▸ **给定任务 A**
把条目里从含有“[point] every instance of the ripe”的那一行开始、到条目最后一行结束的内容（两头都算）排成 Markdown 表格，两列叫“序号”和“条目”，空行略去。

▸ **选定摘录**
#####
Java的equals和hashCode方法

2019-04-27 本文已影响0人 siriusing

对于equals和hashCode 方法，Java建议在重写时应当满足规定：

如果两对象equals为true，hashCode也应该一致
重写equals就必须重写hashCode

在map中，关于equals和hashCode存在：

hashCode一致，equals不一致，对应同一个Node，这个Node上维护链表。
hashCode和equals都一致，认为是同一个对象
hashCoed 不一致，存在两个Node上。

String hashCode

对于String类， hash值就是对每个字符，关于31 做散列。String的父类是Object，因为Override了hashCode，所以也重写equals，逐个字符判断是否相等。

public final class String
    implements java.io.Serializable, Comparable<String>, CharSequence {

    private final char value[];

    public int hashCode() {
        int h = hash;
        if (h == 0 && value.length > 0) {
            char val[] = value;

            for (int i = 0; i < value.length; i++) {
                h = 31 * h + val[i];
            }
            hash = h;
        }
        return h;
    }
    public boolean equals(Object anObject) {
        if (this == anObject) {
            return true;
        }
        if (anObject instanceof String) {
            String anotherString = (String)anObject;
            int n = value.length;
            if (n == anotherString.value.length) {
                char v1[] = value;
                char v2[] = anotherString.value;
                int i = 0;
                while (n-- != 0) {
                    if (v1[i] != v2[i])
#####
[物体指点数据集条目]
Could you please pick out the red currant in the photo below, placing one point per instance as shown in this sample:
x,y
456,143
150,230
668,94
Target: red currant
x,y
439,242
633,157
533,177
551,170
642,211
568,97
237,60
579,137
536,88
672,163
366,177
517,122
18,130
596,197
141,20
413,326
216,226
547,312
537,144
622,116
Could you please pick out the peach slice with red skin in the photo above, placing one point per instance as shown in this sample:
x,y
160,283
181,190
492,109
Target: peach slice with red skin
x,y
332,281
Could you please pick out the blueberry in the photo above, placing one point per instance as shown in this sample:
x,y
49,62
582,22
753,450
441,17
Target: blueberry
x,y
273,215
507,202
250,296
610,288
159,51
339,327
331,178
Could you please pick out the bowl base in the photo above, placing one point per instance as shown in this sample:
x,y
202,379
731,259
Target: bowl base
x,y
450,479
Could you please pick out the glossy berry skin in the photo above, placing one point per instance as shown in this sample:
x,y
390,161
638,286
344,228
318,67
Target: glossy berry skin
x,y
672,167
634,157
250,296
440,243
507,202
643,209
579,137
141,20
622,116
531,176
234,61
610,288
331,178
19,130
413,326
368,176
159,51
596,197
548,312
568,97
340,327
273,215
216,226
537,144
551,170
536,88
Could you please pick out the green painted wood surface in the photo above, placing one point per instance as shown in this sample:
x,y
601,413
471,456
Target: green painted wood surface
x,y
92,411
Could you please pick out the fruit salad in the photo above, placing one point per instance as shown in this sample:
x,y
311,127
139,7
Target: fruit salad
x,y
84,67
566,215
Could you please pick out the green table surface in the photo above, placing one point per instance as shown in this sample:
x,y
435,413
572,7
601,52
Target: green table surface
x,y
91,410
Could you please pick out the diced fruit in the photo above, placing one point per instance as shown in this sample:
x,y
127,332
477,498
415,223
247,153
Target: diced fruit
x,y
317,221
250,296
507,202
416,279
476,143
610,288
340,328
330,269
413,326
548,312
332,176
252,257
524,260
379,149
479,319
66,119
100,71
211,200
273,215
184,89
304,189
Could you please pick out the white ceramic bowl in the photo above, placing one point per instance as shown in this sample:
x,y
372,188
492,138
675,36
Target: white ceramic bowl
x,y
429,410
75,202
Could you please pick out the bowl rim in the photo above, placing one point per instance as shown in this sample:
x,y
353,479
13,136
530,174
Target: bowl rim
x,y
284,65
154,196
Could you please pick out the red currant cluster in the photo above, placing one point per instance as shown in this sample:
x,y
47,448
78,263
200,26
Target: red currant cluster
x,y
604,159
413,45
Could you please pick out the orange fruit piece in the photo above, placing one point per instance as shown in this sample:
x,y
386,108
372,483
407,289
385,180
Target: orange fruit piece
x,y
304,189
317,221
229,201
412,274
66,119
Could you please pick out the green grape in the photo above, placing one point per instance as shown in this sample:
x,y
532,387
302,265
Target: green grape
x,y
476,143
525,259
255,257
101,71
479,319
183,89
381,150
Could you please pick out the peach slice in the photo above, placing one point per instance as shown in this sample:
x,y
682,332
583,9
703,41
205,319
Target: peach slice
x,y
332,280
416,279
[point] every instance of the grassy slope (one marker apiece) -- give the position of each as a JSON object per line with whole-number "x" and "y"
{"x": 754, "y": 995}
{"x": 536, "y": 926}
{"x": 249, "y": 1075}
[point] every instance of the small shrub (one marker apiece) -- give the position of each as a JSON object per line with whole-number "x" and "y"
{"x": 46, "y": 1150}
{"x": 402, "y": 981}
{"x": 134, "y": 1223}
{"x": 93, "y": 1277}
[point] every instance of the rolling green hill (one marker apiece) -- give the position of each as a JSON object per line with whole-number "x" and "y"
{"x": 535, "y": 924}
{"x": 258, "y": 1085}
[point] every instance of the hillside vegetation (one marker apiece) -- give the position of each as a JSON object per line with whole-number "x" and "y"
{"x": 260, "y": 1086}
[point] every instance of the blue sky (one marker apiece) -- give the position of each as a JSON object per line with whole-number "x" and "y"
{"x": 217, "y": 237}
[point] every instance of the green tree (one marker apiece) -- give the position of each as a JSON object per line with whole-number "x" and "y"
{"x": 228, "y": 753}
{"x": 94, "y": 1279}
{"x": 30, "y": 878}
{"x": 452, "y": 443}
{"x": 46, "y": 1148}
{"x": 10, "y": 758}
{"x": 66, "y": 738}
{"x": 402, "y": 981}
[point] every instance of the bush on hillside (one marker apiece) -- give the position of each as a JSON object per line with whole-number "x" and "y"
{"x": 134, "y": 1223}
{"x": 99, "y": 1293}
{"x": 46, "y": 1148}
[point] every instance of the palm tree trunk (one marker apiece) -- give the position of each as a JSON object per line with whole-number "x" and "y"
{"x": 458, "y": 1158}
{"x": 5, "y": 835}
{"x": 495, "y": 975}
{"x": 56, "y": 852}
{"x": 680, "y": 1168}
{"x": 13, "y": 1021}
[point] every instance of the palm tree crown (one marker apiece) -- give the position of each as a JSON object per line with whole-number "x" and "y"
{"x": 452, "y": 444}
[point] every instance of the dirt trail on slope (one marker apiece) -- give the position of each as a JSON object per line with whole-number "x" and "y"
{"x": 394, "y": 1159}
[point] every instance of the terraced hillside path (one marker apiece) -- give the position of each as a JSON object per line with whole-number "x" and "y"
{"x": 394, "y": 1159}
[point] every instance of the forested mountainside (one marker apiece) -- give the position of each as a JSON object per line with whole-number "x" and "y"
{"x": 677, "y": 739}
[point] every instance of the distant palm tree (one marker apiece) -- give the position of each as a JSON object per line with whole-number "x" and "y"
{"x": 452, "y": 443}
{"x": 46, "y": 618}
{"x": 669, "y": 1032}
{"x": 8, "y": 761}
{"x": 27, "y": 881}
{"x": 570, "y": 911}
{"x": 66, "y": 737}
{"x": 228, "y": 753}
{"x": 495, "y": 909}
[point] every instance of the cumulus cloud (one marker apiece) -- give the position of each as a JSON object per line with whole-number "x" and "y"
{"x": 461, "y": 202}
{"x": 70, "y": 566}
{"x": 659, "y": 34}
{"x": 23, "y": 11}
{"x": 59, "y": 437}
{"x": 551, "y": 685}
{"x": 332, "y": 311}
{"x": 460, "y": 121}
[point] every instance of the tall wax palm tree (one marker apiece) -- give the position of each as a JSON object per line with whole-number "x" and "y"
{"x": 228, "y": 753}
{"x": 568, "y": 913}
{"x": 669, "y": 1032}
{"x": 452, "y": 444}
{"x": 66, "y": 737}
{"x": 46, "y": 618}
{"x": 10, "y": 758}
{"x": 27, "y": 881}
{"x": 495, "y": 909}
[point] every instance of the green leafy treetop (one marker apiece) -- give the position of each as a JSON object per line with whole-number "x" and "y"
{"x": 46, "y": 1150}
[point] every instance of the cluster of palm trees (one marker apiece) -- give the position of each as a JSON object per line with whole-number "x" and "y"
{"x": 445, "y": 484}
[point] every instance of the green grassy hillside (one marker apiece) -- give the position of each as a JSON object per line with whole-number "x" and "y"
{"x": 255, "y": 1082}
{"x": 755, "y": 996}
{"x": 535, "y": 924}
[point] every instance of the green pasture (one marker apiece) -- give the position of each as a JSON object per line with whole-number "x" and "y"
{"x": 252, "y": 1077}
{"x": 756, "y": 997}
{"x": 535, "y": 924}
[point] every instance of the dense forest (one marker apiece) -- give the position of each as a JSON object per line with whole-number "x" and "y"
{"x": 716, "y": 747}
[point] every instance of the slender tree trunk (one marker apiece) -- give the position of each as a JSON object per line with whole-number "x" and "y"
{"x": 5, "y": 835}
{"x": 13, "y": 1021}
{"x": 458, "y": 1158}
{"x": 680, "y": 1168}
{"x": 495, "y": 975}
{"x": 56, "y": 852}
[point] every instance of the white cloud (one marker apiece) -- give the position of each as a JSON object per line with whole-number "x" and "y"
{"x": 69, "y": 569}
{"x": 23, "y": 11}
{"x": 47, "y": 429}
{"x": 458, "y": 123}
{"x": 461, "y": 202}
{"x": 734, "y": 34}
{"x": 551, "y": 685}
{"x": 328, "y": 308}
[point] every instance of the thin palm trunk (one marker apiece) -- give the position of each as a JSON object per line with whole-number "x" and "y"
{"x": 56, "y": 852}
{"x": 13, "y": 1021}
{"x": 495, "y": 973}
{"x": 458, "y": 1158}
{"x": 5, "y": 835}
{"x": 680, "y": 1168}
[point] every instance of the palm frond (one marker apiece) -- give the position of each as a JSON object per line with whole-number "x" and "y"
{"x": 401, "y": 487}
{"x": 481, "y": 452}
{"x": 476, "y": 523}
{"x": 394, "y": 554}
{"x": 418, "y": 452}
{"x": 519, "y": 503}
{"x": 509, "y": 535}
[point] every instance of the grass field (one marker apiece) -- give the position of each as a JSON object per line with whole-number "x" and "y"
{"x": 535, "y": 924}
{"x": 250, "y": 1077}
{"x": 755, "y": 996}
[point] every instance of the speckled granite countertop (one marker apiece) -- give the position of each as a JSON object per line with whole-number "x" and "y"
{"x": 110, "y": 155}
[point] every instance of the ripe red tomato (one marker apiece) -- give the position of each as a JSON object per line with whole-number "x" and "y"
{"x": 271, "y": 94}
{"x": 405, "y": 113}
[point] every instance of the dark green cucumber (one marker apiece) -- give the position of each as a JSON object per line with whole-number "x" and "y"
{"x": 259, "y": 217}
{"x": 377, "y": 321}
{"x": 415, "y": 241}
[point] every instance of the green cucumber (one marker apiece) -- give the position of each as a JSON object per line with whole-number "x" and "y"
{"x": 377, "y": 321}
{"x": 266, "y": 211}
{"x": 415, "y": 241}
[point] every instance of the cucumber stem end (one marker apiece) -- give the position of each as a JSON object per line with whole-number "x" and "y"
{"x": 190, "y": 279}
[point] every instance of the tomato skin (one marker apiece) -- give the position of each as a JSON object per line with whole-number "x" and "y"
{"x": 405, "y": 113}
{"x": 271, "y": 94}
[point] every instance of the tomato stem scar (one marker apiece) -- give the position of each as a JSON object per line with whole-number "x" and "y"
#####
▸ **给定任务 B**
下面三句话是否符合这篇讲 equals 和 hashCode 的文章？每句答“是”或“否”，并一字不差地引出文中起决定作用的原话。(i) 重写 equals 就必须重写 hashCode。(ii) 在 map 中，hashCode 不一致的两个对象存在同一个 Node 上。(iii) String 的 hash 值是对每个字符关于 31 做散列。

▸ **正确答案 A**
| 序号 | 条目 |
|---|---|
| 1 | [point] every instance of the ripe red tomato (one marker apiece) -- give the position of each as a JSON object per line with whole-number "x" and "y" |
| 2 | {"x": 271, "y": 94} |
| 3 | {"x": 405, "y": 113} |
| 4 | [point] every instance of the dark green cucumber (one marker apiece) -- give the position of each as a JSON object per line with whole-number "x" and "y" |
| 5 | {"x": 259, "y": 217} |
| 6 | {"x": 377, "y": 321} |
| 7 | {"x": 415, "y": 241} |
| 8 | [point] every instance of the green cucumber (one marker apiece) -- give the position of each as a JSON object per line with whole-number "x" and "y" |
| 9 | {"x": 377, "y": 321} |
| 10 | {"x": 266, "y": 211} |
| 11 | {"x": 415, "y": 241} |
| 12 | [point] every instance of the cucumber stem end (one marker apiece) -- give the position of each as a JSON object per line with whole-number "x" and "y" |
| 13 | {"x": 190, "y": 279} |
| 14 | [point] every instance of the tomato skin (one marker apiece) -- give the position of each as a JSON object per line with whole-number "x" and "y" |
| 15 | {"x": 405, "y": 113} |
| 16 | {"x": 271, "y": 94} |
| 17 | [point] every instance of the tomato stem scar (one marker apiece) -- give the position of each as a JSON object per line with whole-number "x" and "y" |

▸ **正确答案 B**
(i) 是，“重写equals就必须重写hashCode”
(ii) 否，“hashCoed 不一致，存在两个Node上。”
(iii) 是，“hash值就是对每个字符，关于31 做散列”